Exercise:
After finding the line with "<point>61,193</point>" in the entries below, retype exactly each line from there through the line with "<point>164,184</point>", including that final line.

[Opening Provided data section]

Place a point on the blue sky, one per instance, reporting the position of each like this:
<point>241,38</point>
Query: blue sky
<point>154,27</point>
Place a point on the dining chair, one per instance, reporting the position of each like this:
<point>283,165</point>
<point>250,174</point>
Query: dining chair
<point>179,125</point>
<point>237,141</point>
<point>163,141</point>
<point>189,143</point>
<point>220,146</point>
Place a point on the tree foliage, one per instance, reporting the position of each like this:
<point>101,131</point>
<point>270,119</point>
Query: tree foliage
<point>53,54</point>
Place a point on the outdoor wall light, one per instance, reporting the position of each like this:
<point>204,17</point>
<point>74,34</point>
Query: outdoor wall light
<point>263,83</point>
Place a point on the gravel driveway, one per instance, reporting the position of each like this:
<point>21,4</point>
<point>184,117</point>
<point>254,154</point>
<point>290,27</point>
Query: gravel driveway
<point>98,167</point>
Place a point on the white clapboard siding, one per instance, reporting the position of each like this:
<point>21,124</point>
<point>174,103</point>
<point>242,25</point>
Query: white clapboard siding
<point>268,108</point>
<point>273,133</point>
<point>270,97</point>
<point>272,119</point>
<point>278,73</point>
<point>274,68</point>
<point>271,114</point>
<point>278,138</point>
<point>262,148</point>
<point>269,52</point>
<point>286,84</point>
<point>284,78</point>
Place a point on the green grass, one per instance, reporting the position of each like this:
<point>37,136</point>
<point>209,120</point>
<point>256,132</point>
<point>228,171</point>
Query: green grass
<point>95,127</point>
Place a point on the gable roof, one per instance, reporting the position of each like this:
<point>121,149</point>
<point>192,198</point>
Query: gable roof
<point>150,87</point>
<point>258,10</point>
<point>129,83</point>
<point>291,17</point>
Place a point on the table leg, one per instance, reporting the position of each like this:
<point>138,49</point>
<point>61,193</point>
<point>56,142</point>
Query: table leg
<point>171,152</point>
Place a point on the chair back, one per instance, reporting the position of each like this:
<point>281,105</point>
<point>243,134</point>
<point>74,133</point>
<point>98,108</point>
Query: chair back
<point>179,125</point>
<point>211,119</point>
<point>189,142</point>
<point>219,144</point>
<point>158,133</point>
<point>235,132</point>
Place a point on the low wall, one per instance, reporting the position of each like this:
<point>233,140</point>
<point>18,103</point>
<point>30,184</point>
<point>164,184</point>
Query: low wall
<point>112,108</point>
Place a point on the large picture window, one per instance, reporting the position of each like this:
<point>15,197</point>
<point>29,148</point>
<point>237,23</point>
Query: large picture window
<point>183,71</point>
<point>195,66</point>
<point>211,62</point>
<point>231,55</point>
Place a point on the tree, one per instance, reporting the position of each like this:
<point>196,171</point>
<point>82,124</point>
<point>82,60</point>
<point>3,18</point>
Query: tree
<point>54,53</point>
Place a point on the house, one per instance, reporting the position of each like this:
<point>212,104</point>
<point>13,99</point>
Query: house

[Closing Provided data section]

Result:
<point>61,193</point>
<point>56,142</point>
Query: table leg
<point>171,152</point>
Place a point on the chair back, one per instance, reporting the position of each like this:
<point>281,105</point>
<point>243,134</point>
<point>74,133</point>
<point>98,108</point>
Query: chair back
<point>179,125</point>
<point>211,119</point>
<point>189,142</point>
<point>219,144</point>
<point>158,133</point>
<point>235,132</point>
Place a point on the low wall, one per instance, reporting the position of each like this:
<point>233,140</point>
<point>18,103</point>
<point>30,184</point>
<point>164,184</point>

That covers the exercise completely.